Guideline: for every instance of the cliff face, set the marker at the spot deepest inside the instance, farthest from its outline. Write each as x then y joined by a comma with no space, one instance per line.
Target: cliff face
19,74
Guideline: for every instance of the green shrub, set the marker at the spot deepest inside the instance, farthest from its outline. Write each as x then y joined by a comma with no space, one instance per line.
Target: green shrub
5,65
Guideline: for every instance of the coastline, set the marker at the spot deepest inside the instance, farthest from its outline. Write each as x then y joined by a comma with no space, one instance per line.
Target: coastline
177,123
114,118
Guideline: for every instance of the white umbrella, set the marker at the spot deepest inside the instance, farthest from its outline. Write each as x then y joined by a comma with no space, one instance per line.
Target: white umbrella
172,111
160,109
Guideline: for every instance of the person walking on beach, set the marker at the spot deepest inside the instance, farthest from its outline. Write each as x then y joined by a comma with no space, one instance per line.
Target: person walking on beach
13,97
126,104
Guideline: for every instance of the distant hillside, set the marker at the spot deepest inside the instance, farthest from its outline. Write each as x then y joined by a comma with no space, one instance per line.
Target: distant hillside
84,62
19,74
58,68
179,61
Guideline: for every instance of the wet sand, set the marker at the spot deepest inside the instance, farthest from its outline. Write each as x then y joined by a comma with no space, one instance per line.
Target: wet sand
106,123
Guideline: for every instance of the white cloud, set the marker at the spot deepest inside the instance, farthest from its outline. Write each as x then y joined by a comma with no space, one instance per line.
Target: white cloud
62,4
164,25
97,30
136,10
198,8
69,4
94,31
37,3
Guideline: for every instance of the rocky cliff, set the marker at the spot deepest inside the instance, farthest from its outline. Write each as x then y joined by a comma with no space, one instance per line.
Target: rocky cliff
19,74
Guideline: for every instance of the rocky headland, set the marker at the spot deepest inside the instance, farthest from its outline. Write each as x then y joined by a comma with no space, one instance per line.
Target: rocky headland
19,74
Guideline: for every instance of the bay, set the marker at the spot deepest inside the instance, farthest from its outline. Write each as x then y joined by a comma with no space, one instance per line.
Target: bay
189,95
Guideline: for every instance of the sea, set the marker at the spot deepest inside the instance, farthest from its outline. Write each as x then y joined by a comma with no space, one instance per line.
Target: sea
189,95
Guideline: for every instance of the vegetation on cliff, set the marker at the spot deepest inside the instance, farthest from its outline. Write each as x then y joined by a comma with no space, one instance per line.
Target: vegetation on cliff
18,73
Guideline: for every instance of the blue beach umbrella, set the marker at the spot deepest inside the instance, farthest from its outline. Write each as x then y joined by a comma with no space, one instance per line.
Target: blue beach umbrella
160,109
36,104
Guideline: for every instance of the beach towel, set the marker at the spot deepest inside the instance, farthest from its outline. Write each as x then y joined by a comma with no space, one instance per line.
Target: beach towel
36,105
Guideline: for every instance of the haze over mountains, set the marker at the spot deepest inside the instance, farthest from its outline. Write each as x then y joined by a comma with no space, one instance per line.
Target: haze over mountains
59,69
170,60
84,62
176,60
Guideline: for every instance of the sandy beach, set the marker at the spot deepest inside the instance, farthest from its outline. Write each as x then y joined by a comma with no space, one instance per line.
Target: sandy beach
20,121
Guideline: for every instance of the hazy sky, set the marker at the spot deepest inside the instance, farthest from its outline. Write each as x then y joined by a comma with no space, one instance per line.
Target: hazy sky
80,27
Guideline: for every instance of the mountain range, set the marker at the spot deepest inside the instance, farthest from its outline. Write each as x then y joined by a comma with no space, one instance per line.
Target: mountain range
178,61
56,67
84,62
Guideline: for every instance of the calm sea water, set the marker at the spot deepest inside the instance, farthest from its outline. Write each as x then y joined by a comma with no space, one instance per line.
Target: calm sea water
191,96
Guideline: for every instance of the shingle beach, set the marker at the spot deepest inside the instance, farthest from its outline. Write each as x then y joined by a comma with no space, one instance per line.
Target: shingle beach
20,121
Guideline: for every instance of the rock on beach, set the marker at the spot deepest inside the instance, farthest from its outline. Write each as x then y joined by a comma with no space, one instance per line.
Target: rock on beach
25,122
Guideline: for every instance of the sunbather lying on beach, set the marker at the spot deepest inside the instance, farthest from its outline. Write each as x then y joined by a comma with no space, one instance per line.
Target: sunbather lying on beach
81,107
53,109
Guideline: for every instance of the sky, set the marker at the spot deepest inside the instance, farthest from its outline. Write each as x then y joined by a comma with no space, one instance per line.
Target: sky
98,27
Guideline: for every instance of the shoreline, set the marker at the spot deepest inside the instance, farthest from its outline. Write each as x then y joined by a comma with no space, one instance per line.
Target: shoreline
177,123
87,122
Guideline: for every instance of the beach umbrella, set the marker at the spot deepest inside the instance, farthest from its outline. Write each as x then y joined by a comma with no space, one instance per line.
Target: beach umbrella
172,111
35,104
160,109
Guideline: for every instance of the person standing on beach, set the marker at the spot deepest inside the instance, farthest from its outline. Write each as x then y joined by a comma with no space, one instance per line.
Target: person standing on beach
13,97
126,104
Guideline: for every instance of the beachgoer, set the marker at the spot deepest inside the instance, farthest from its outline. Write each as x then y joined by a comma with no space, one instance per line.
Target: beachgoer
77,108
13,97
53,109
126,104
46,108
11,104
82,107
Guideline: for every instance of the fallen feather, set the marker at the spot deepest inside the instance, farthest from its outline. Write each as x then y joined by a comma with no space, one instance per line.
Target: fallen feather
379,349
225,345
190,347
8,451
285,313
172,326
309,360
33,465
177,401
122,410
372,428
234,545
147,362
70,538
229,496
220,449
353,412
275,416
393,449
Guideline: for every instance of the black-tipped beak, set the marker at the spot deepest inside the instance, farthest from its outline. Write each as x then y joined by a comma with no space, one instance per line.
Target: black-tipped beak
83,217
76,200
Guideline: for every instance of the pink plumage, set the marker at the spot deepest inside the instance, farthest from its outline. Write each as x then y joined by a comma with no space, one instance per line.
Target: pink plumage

Task item >> Go through the data above and find the lines with the word "pink". Copy each of those lines.

Response >>
Guideline: for every instance of the pink plumage, set the marker at the spot deepest inside the instance, farthest from its outline. Write each as x then y joined by a comma with no space, one instance per line.
Target: pink plumage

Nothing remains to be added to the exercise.